§ TEXTO PARA LEER
Huesos encontrados y analizados que se transforman repentinamente en el cuerpo de un joven maestro, cuya foto abraza su hija, una octogenaria que ha pasado toda su vida buscándolo para, por fin, encontrar un descanso que pocos entienden. A pesar de la macabra aparición, lo que es una alegría para unos, se traduce en rabia para otros, los que creen que remover los huesos es volver al pasado y este hay que enterrarlo para siempre. Son los que, ya en el poder, están impidiendo las exhumaciones, retirando las subvenciones y denigrando a los que únicamente quieren poner cara a esos restos que aparecen con un agujero en el cráneo, revueltos y unidos a otros, entremezclados, a veces abrazados.

Pero hay un detalle que hasta hace poco tiempo ha pasado desapercibido en todo este asunto: los objetos que acompañaban a los que iban a ser ejecutados. Muchos de ellos formaban parte del ajuar diario: unos pendientes, unas gafas, un reloj, un anillo, un cinturón o una cadena. Otros, habían sido elegidos por los que sabían que iban a morir quizás para ser identificados en un futuro. ¿Qué movía a un carpintero a coger su peculiar lápiz minutos antes del fatal desenlace? ¿O a un maestro un sacapuntas? ¿O a un padre un sonajero? Imagino el impacto que se produce al descubrir un esqueleto apelmazado, deshecho entre la tierra. No obstante, a esa visión de un anonimato momentáneo, sucede una perturbación mental, al percatarse de unas botas adheridas a los huesos de los pies o un objeto brillante que sobresale entre ese conglomerado de dolor. Los que lo han vivido cuentan que nace en ellos una necesidad de entregarlos a los descendientes, sin saber, muchas veces que estos los esperaban como si de un tesoro se trataba.

Me conmocionó especialmente el caso de María Alonso. Tenía 32 años cuando la asesinaron. Llevaba un solo pendiente porque ese día tenía una infección en la oreja izquierda. Los forenses no sabían este detalle y no entendían por qué no aparecía el otro cuando se abrió la fosa en 2008. Hasta que su hermana Josefina les explicó que antes de partir, María lo había dejado en casa, mostrando la sortija que se había hecho con él. Ese vínculo era lo que la mantenía con vida y con la esperanza de encontrar y dar descanso eterno a su hermana.

§ LISTADO MOSTRADO
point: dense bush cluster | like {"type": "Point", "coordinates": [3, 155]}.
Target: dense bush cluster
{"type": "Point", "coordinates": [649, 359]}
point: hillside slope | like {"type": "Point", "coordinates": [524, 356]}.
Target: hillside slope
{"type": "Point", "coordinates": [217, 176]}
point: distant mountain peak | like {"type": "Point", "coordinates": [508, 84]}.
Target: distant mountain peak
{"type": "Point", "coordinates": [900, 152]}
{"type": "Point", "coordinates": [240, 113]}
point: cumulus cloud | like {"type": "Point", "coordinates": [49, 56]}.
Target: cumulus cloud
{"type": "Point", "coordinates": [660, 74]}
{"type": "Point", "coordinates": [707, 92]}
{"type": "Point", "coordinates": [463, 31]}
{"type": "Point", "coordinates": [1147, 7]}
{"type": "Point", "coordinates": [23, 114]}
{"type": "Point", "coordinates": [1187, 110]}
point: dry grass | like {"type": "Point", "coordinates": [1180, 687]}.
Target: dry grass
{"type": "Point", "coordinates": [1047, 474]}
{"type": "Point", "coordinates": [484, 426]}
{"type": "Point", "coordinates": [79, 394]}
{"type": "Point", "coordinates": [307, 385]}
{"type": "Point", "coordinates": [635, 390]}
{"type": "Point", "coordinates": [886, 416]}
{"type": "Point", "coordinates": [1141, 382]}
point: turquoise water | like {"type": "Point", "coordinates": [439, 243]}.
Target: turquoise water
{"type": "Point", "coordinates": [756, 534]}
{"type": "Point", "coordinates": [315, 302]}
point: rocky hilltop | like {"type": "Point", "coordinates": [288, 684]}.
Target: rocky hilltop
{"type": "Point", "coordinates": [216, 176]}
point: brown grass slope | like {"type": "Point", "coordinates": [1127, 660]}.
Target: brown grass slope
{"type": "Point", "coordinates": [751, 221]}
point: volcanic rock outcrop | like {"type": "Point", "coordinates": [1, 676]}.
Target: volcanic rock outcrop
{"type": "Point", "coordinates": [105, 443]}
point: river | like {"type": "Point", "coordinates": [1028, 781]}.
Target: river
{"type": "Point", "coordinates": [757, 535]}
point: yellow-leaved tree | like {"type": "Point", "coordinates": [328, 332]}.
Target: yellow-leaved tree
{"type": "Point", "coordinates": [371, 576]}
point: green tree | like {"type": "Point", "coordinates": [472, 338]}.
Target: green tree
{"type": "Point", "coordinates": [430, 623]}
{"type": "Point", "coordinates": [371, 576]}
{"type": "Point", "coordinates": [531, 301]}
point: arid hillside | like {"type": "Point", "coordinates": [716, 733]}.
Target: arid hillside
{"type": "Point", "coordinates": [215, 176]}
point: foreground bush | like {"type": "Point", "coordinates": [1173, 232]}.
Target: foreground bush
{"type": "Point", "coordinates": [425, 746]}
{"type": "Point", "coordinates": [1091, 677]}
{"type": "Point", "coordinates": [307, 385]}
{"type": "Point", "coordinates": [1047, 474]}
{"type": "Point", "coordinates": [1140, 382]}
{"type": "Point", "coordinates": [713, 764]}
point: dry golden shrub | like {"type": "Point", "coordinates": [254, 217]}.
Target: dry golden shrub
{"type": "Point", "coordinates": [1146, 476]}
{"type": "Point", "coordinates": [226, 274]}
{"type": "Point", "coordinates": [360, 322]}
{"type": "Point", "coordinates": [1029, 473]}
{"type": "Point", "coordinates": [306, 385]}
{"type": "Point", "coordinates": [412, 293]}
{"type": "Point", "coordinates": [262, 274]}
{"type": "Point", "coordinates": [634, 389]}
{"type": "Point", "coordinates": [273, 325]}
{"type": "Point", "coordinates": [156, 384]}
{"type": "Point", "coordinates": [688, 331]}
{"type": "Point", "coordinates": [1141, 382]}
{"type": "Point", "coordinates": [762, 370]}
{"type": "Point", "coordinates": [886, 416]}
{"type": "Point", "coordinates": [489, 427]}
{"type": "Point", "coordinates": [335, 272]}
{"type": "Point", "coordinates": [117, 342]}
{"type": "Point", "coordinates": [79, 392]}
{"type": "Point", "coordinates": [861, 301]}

§ APLICA LO LEÍDO
1 – Según el texto sobre las fosas, ¿qué edad tenía María Alonso cuando la asesinaron?
2 – Indica si cada afirmación concuerda con el texto sobre las fosas y cita las palabras que lo deciden: (a) María Alonso llevaba un solo pendiente por una infección en la oreja izquierda. (b) La fosa de María Alonso se abrió en 2010. (c) Los forenses conocían desde el principio el motivo de que faltara el otro pendiente.
3 – Prosigue el texto sobre las fosas a partir de su última oración.
El listado no tiene relación con el texto sobre las fosas.

§ RESPUESTAS DEL EJERCICIO
1 – Tenía 32 años.

2 –
(a) Sí: «Llevaba un solo pendiente porque ese día tenía una infección en la oreja izquierda».
(b) No: «cuando se abrió la fosa en 2008».
(c) No: «Los forenses no sabían este detalle».

3 –
La de Eugenio es una trágica historia que ha acompañado a toda su familia. Se casó el 1 de junio de 1931 y fue fusilado un mes y medio después con tan solo 29 años. La alianza que llevaba en su dedo ha sido clave para poder identificarlo a falta de pruebas de ADN. Su mujer no llegó a tiempo de tenerla entre sus manos, pero sí su hija, que se sintió aliviada al sostenerla. Es evidente que no se la podían devolver a su padre, pero esa pieza era algo más que un trozo de metal. Un libro, Las voces de la tierra, recoge las fotografías de algunos de esos objetos recuperados en fosas comunes de toda España y descritos por diversos poetas, actores y cantantes de reconocido prestigio. Una joya que hará saltar las lágrimas a más de uno.

Vuelve a mí esa imagen de 26 millones de personas desplazándose por caminos y carreteras hacia su final. Y me pregunto qué me llevaría yo para poder ser rescatado del olvido décadas después. ¿Una fotografía? ¿Un objeto personal que toda mi familia pudiese reconocer como propio? ¿O nada, para que todo quedara omitido, ignorado y perdido en nuestra historia común, abrazando las tesis de los que prefieren ocultar lo que pudiera pasar?

Prefiero pensar que, a pesar del odio subyacente en esos militares y seguramente en cientos de miles de personas, esa banalización de la muerte, esa frivolización con la que se dicen ciertas cosas amparándose en la libertad de expresión, se quede tan solo en palabras, unas durísimas confesiones que hacen mucho daño, eso sí, pero que deberían pasar a engrosar las páginas del olvido. No obstante, esas afirmaciones deben servirnos para estar alerta. El fascismo se inmiscuye en nuestras vidas de manera silenciosa; en estos momentos, a través de las redes sociales; y va calando entre millones de ignorantes que caen como moscas ante tanta maldad. No nos dejemos arrastrar por esos alegatos. No les riamos las gracias, no minimicemos sus proclamas, porque, a lo largo de la historia de la humanidad, se han hecho realidad pensamientos aberrantes gracias, en parte, a la inactividad de los que creían que no era posible.